# START OF Supplied entries

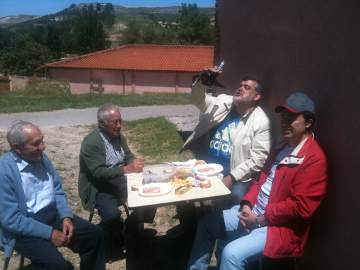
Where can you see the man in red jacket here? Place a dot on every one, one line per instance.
(273, 217)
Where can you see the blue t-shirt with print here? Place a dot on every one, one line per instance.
(220, 142)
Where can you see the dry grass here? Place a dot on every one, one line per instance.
(63, 145)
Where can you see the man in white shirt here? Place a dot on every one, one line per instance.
(35, 218)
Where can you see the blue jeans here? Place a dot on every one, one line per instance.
(239, 245)
(87, 242)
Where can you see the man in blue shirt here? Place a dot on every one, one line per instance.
(34, 215)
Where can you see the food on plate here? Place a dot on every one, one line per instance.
(205, 183)
(135, 187)
(181, 181)
(151, 190)
(158, 173)
(200, 161)
(183, 172)
(182, 189)
(206, 169)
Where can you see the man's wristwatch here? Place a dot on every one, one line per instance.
(257, 224)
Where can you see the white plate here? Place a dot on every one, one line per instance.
(158, 189)
(208, 169)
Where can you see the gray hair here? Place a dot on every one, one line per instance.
(15, 134)
(103, 111)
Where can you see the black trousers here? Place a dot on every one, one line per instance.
(87, 242)
(112, 193)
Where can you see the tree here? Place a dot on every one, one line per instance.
(23, 56)
(132, 33)
(194, 27)
(53, 41)
(108, 15)
(89, 32)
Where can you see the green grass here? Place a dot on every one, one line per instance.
(156, 140)
(22, 102)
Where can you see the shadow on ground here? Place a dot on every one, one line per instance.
(151, 252)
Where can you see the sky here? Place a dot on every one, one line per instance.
(43, 7)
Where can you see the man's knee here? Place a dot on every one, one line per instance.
(58, 263)
(230, 256)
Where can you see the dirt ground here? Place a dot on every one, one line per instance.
(62, 147)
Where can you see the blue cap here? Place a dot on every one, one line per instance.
(297, 102)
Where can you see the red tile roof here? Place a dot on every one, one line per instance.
(144, 57)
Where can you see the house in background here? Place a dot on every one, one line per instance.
(315, 46)
(134, 69)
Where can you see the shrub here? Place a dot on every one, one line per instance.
(38, 87)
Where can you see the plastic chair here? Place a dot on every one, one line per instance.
(91, 214)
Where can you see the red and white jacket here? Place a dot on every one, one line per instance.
(298, 187)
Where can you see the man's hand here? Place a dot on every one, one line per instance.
(135, 166)
(247, 218)
(68, 228)
(227, 180)
(58, 238)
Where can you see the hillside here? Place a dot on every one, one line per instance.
(122, 15)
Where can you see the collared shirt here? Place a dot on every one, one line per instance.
(220, 147)
(286, 153)
(115, 155)
(37, 184)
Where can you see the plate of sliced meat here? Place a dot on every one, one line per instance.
(208, 169)
(154, 189)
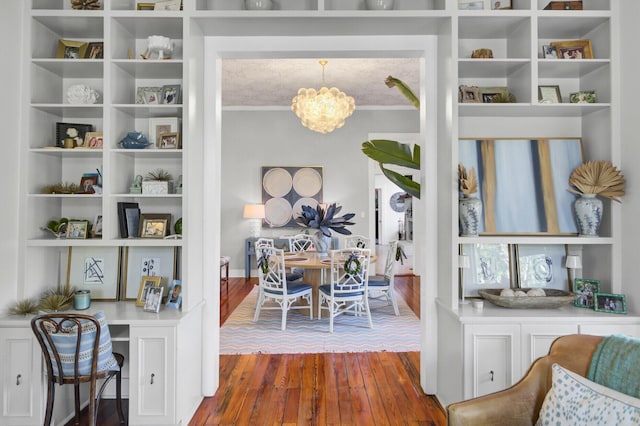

# END OF Supplied entries

** Instruction **
Rescale every point coordinate by 0.8, rounding to whole numbers with halves rounded up, and write out all lines from the one containing "Where can you see the hillside" through the end of the entries, both included, with the request lines kept as they are. Leave the pictures out of your answer.

** Result for this exercise **
Where can you see the hillside here? Place a dot on every one, one line per instance.
(98, 12)
Where can you see the collared shirt here? Place a dot on every one, one line per instance.
(176, 118)
(229, 122)
(92, 124)
(30, 147)
Where can you see the plate of sliced meat here? Place a dot on every one, one line per instance.
(166, 135)
(123, 151)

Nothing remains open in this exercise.